Records shown –
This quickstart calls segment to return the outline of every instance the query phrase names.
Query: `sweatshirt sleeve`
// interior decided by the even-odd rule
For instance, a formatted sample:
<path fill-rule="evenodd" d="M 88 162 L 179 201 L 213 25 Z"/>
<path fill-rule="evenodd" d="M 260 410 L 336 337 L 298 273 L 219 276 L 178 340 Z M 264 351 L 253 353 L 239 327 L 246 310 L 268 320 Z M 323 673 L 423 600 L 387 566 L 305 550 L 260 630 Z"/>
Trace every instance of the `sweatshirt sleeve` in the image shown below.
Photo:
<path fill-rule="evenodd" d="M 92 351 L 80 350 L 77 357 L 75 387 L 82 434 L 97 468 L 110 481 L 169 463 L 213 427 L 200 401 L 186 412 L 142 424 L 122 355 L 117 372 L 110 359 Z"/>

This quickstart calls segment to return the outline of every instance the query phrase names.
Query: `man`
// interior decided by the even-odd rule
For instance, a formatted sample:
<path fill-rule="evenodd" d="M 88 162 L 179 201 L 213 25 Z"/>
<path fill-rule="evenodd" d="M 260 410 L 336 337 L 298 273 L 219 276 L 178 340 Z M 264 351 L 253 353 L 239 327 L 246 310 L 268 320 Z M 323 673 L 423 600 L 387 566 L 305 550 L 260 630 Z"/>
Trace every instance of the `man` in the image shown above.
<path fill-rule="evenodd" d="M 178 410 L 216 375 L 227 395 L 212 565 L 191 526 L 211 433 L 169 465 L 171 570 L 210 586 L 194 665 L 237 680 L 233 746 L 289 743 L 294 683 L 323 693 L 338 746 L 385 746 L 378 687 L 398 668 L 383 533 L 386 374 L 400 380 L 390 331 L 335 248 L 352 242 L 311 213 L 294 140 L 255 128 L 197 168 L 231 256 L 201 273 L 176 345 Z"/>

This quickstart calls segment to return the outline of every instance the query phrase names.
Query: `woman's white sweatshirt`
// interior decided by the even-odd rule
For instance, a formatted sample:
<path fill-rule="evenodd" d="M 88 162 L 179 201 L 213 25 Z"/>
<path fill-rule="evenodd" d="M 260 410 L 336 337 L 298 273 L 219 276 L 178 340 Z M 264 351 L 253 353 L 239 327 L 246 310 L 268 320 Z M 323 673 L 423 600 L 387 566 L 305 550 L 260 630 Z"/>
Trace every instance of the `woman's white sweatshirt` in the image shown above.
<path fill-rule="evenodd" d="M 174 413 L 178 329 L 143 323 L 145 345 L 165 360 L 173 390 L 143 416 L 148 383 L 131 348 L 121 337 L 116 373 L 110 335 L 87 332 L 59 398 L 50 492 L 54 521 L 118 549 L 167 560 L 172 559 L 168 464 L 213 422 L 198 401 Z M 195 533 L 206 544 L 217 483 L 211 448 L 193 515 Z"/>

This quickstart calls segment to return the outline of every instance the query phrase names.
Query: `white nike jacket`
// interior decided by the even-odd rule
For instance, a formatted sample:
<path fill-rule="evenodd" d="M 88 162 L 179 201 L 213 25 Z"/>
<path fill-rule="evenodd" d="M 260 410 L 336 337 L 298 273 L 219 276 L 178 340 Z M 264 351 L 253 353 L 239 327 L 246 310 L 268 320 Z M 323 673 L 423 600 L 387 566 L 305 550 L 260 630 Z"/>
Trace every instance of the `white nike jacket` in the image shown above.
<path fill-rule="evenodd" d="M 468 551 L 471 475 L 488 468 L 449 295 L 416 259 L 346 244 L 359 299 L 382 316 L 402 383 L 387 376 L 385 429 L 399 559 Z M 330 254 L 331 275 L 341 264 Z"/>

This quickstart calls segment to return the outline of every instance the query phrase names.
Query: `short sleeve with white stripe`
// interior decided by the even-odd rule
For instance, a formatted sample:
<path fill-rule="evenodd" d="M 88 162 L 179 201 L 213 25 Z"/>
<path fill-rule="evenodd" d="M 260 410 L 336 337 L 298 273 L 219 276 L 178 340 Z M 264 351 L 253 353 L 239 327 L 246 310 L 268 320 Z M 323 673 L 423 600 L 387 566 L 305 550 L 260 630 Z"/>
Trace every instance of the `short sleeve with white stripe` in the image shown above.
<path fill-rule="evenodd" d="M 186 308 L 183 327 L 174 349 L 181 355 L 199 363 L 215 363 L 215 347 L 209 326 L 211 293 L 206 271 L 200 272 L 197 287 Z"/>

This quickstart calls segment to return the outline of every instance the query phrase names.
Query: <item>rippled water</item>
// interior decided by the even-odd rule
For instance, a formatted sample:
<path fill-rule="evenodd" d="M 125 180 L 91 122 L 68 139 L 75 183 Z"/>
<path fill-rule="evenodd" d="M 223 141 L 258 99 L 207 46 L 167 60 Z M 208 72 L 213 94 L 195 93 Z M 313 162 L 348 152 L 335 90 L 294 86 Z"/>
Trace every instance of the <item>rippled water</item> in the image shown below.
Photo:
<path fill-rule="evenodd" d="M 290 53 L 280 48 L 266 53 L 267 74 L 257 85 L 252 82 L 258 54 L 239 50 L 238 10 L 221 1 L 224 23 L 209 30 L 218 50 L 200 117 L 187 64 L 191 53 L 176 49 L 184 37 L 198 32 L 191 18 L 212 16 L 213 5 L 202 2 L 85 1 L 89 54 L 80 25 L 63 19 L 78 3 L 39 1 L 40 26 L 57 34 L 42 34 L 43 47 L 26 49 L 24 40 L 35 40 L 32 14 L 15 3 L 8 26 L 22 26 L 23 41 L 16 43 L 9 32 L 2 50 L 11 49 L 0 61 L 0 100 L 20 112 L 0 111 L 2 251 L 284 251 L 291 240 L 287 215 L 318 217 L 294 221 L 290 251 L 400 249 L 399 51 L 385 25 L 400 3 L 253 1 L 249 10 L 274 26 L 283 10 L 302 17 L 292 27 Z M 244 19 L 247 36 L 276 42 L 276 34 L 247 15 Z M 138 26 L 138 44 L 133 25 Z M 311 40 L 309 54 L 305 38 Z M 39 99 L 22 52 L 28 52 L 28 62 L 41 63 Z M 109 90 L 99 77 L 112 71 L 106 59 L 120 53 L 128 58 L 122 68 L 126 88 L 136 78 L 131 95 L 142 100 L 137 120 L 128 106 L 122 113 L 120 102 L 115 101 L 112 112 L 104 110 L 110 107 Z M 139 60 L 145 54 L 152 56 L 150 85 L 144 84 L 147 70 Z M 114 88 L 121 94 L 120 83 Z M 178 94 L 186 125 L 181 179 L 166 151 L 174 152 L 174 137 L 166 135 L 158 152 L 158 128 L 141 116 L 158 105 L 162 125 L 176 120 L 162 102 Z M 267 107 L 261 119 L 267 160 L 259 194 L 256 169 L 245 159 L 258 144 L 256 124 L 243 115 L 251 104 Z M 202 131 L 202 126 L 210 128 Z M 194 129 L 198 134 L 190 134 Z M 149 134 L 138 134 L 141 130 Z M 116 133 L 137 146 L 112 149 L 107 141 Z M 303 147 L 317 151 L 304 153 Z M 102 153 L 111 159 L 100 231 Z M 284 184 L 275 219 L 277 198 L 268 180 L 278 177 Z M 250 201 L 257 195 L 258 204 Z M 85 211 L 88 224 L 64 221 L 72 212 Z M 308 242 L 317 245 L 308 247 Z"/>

What you will do – Please quote every one of the lines above word for word, with no changes.

Answer for this exercise –
This quickstart calls segment to return the outline of every instance the query phrase names.
Query: `sweatshirt sleeve`
// interior decided by the even-odd rule
For instance, a formatted sample:
<path fill-rule="evenodd" d="M 88 162 L 179 201 L 213 25 Z"/>
<path fill-rule="evenodd" d="M 260 410 L 336 337 L 298 273 L 219 276 L 178 340 Z M 264 351 L 253 353 L 239 327 L 246 310 L 268 320 Z M 323 673 L 423 600 L 387 566 L 305 550 L 260 630 Z"/>
Trace every instance of the `sweatshirt sleeve` in the image shown below.
Photo:
<path fill-rule="evenodd" d="M 92 351 L 80 350 L 77 357 L 75 387 L 82 434 L 97 468 L 110 481 L 169 463 L 213 427 L 200 401 L 186 412 L 142 424 L 122 355 L 117 372 L 110 359 Z"/>

This quickstart calls segment to return the outline of every instance the query phrase names.
Query: `man`
// interior decided by the even-odd rule
For instance, a formatted sample:
<path fill-rule="evenodd" d="M 88 162 L 179 201 L 213 25 Z"/>
<path fill-rule="evenodd" d="M 260 410 L 336 337 L 298 273 L 219 276 L 178 340 Z M 264 351 L 253 353 L 239 327 L 246 310 L 268 320 Z M 323 673 L 423 600 L 387 566 L 305 550 L 260 630 Z"/>
Trace every instance of the `man` in the image shown above.
<path fill-rule="evenodd" d="M 178 410 L 216 375 L 227 395 L 212 565 L 191 526 L 211 433 L 169 465 L 171 570 L 210 586 L 194 665 L 237 680 L 233 746 L 289 743 L 294 683 L 323 693 L 338 746 L 385 746 L 378 687 L 398 668 L 383 533 L 386 374 L 400 380 L 390 331 L 335 248 L 352 242 L 311 213 L 294 140 L 255 128 L 197 168 L 231 256 L 201 273 L 176 345 Z"/>

This quickstart calls segment to return the outline of every instance the query phrase names.
Query: `woman's white sweatshirt`
// interior decided by the even-odd rule
For instance, a formatted sample:
<path fill-rule="evenodd" d="M 88 162 L 179 201 L 213 25 Z"/>
<path fill-rule="evenodd" d="M 260 410 L 336 337 L 298 273 L 219 276 L 178 340 Z M 264 351 L 253 353 L 239 327 L 246 310 L 268 320 Z M 323 673 L 423 600 L 387 566 L 305 550 L 260 630 Z"/>
Trace every instance of the `woman's white sweatshirt` in the image shown above.
<path fill-rule="evenodd" d="M 174 413 L 178 329 L 143 323 L 145 345 L 165 360 L 173 390 L 143 416 L 148 383 L 131 348 L 121 337 L 116 373 L 110 335 L 87 332 L 59 398 L 50 492 L 54 521 L 118 549 L 167 560 L 172 559 L 168 464 L 213 422 L 198 401 Z M 195 533 L 206 544 L 217 483 L 211 448 L 193 515 Z"/>

This quickstart calls segment to return the outline of every instance the query phrase names.
Query: `white nike jacket`
// interior decided by the even-odd rule
For instance, a formatted sample:
<path fill-rule="evenodd" d="M 88 162 L 179 201 L 213 25 Z"/>
<path fill-rule="evenodd" d="M 260 410 L 336 337 L 298 273 L 219 276 L 178 340 Z M 264 351 L 253 353 L 239 327 L 246 310 L 268 320 Z M 323 673 L 423 600 L 387 566 L 305 550 L 260 630 Z"/>
Trace every instance of the `white nike jacket` in the image shown above.
<path fill-rule="evenodd" d="M 468 551 L 471 475 L 488 468 L 449 295 L 416 259 L 346 244 L 359 299 L 382 316 L 402 383 L 387 376 L 385 429 L 399 559 Z M 330 254 L 331 275 L 341 264 Z"/>

This quickstart calls segment to return the outline of every instance the query phrase names.
Query: `short sleeve with white stripe`
// interior decided by the even-odd rule
For instance, a formatted sample:
<path fill-rule="evenodd" d="M 88 162 L 179 201 L 213 25 Z"/>
<path fill-rule="evenodd" d="M 260 410 L 336 337 L 298 273 L 219 276 L 178 340 Z M 264 351 L 253 353 L 239 327 L 246 310 L 268 320 Z M 323 673 L 423 600 L 387 566 L 305 550 L 260 630 Z"/>
Trace every instance of the `short sleeve with white stripe` in the image shown above.
<path fill-rule="evenodd" d="M 186 308 L 183 327 L 174 349 L 181 355 L 199 363 L 215 363 L 215 347 L 209 326 L 211 293 L 206 271 L 200 272 L 197 287 Z"/>

This quickstart calls segment to return the outline of every instance the query phrase names.
Query: <item>rippled water</item>
// interior decided by the even-odd rule
For instance, a formatted sample:
<path fill-rule="evenodd" d="M 125 180 L 91 122 L 68 139 L 75 183 Z"/>
<path fill-rule="evenodd" d="M 223 141 L 258 99 L 207 46 L 167 60 Z M 208 72 L 213 94 L 195 93 Z M 313 162 L 348 152 L 335 90 L 294 86 Z"/>
Trace every instance of the <item>rippled water</item> in the image shown below.
Photo:
<path fill-rule="evenodd" d="M 290 53 L 280 48 L 266 53 L 267 74 L 257 85 L 252 82 L 258 54 L 239 50 L 238 10 L 221 1 L 224 23 L 209 30 L 218 50 L 200 117 L 187 64 L 191 53 L 176 49 L 184 37 L 198 32 L 191 18 L 212 16 L 213 5 L 202 2 L 85 1 L 89 54 L 80 25 L 63 19 L 78 3 L 39 1 L 40 26 L 57 34 L 42 34 L 43 47 L 26 49 L 24 40 L 35 40 L 32 14 L 15 3 L 8 26 L 22 26 L 23 41 L 16 43 L 9 32 L 2 50 L 11 49 L 0 61 L 0 100 L 20 112 L 0 111 L 2 251 L 284 251 L 291 240 L 287 215 L 318 217 L 294 221 L 290 251 L 400 249 L 399 51 L 385 25 L 400 3 L 253 1 L 249 10 L 274 26 L 283 10 L 302 17 L 292 27 Z M 244 19 L 247 36 L 276 42 L 276 34 L 247 15 Z M 138 26 L 138 44 L 133 25 Z M 311 40 L 309 54 L 305 38 Z M 39 99 L 22 52 L 28 52 L 28 62 L 41 63 Z M 109 90 L 99 77 L 112 71 L 106 59 L 120 53 L 128 58 L 122 68 L 126 88 L 136 78 L 131 95 L 142 100 L 137 120 L 128 106 L 122 113 L 120 102 L 115 101 L 112 112 L 104 110 L 110 107 Z M 139 60 L 145 54 L 152 56 L 150 85 L 144 84 L 147 70 Z M 114 88 L 121 94 L 120 83 Z M 178 94 L 186 125 L 181 179 L 166 151 L 174 152 L 174 137 L 166 135 L 158 152 L 158 128 L 141 116 L 158 105 L 162 125 L 176 120 L 162 102 Z M 267 107 L 261 119 L 267 160 L 259 194 L 256 169 L 245 159 L 258 144 L 256 124 L 243 115 L 251 104 Z M 202 131 L 202 126 L 210 128 Z M 194 129 L 198 134 L 190 134 Z M 149 134 L 138 134 L 141 130 Z M 116 133 L 137 146 L 112 149 L 107 141 Z M 303 147 L 317 151 L 304 153 Z M 102 153 L 111 159 L 100 231 Z M 284 184 L 275 219 L 277 198 L 268 180 L 278 177 Z M 250 201 L 257 195 L 258 204 Z M 85 211 L 88 224 L 64 221 L 72 212 Z M 308 242 L 317 245 L 308 247 Z"/>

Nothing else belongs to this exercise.